----- Passage provided

Obstetric fistula — a birth injury that occurs during prolonged and obstructed labor — is almost entirely preventable and treatable, yet it still devastates the lives of thousands of women each year.
Its prevalence, concentrated in the developing world, signals deep-seated inequities in health systems and little access to timely emergency obstetric services.
And its consequences are tragic.
Take Gajara, a 35-year-old woman living outside of Cox’s Bazar in Bangladesh. After three days of obstructed labor, Gajara gave birth to a stillborn baby. She developed a fistula in the process that left her incontinent.
That was 12 years ago.
Gajara endured her debilitating birth injury for more than a decade before learning that she could access life-restoring surgery, free-of-charge, at the nearby HOPE Hospital.
Doctors at the hospital told Gajara that her case was particularly complex due to the large size of the fistula as well as the fact that she had developed bladder stones. She underwent four operations to fix the extensive damage to her bladder and urinary system. Her treatment was ultimately successful. She got her life back. Every so often, she calls the hospital to express her gratitude.
Fistula also occurs where social norms related to child marriage and female genital mutilation exist, as was the case with Siyan.
At 13, Siyan underwent what is referred to locally as “traditional initiation” or female genital mutilation. Before the wound had healed, she was married to a 25-year-old man and became pregnant.
Siyan went into labor at home. Two days passed before a birth attendant arrived to assist. She gave birth to a healthy baby but suffered a vaginal tear that didn’t heal and left her incontinent.
A short time later, her husband left. Siyan moved back with her mother where she lived for more than a year before a local hospital referred her to the Gynocare Fistula Hospital in Eldoret, Kenya. There she underwent successful surgery to repair her rectovaginal fistula. After her recovery, Siyan was able to go back to school. After her surgery, Siyan said she hopes to study medicine in college. She wants to be a fistula surgeon.
The Fistula Repair Module
These stories are representative of thousands of women in the developing world who are living with obstetric fistula. To help ensure they can access care as Gajara and Siyan were able to, Direct Relief developed the Fistula Repair Module.
The module, endorsed by the Federation of Gynecology and Obstetrics, contains 55 surgical and medical items, including highly specialized sutures generously donated by Ethicon (part of Johnson & Johnson Medical Devices Companies), to perform 50 surgeries.
By the end of this fiscal year, Direct Relief will have shipped 100 Fistula Repair Modules to 17 countries — enough surgical supplies to enable 5,000 surgeries.
Partnering to End Fistula
While surgery and surgical tools are essential to ending fistula, they comprise only part of the equation.
That’s why Direct Relief is privileged to partner with dozens of healthcare facilities and advocacy groups around the world that work tirelessly to not only address obstetric fistula as a physical injury but as psycho-social trauma, helping women overcome the associated stigma and successfully reintegrate into their families and communities.
For a comprehensive list of organizations working to end obstetric fistula, visit the “Find a Fistula Repair Center” application.
Editor’s note: Names were changed to protect patient privacy.

----------

- **Activities**
1. In the article on obstetric fistula, how many items does the Fistula Repair Module contain?
2. Rewrite the stretch of the obstetric fistula article from "Doctors at the" through "and became pregnant.", substituting "kidney stones" for "bladder stones".
The listing that follows is not needed for anything here.

----- Source material

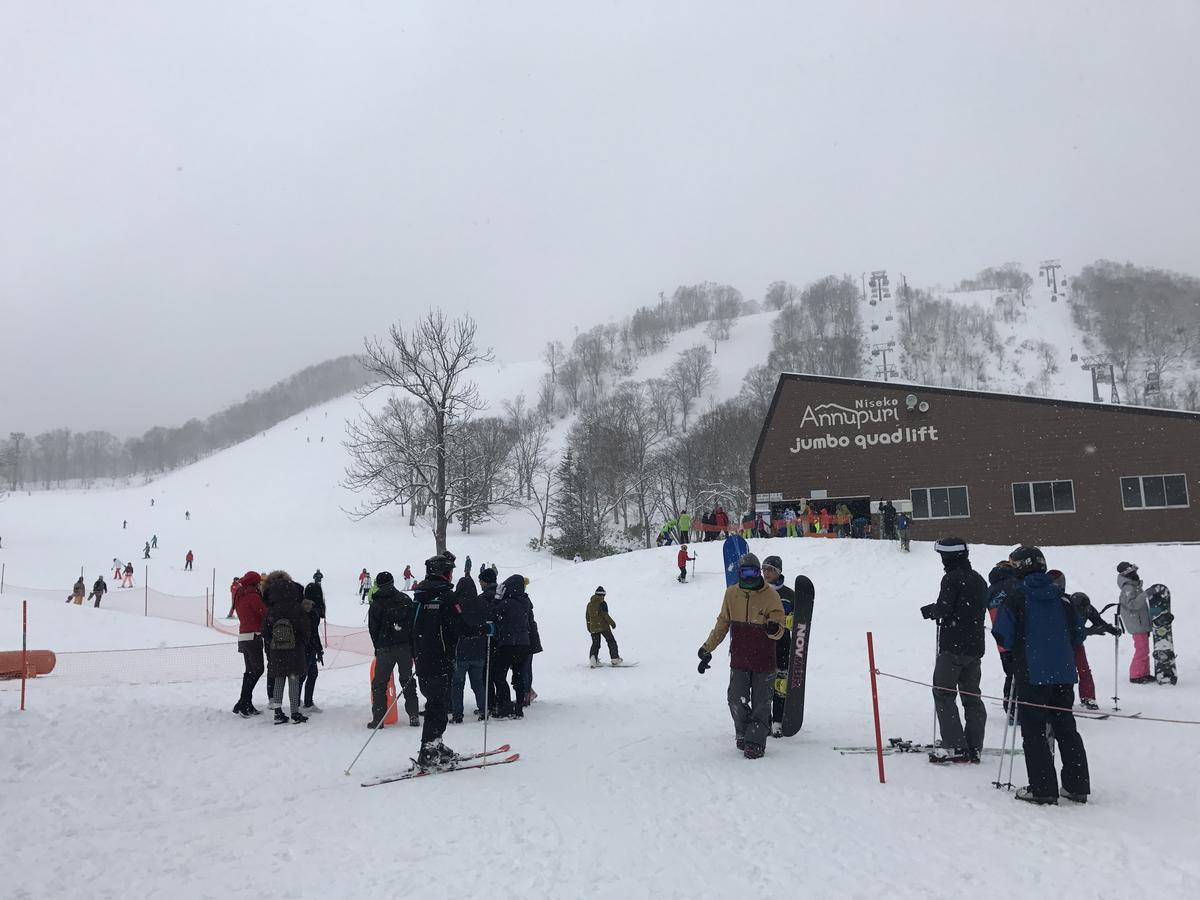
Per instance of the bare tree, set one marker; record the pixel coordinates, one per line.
(407, 448)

----------

- **Task-by-task answers**
1. It contains 55 surgical and medical items.

2.
Doctors at the hospital told Gajara that her case was particularly complex due to the large size of the fistula as well as the fact that she had developed kidney stones. She underwent four operations to fix the extensive damage to her bladder and urinary system. Her treatment was ultimately successful. She got her life back. Every so often, she calls the hospital to express her gratitude.
Fistula also occurs where social norms related to child marriage and female genital mutilation exist, as was the case with Siyan.
At 13, Siyan underwent what is referred to locally as “traditional initiation” or female genital mutilation. Before the wound had healed, she was married to a 25-year-old man and became pregnant.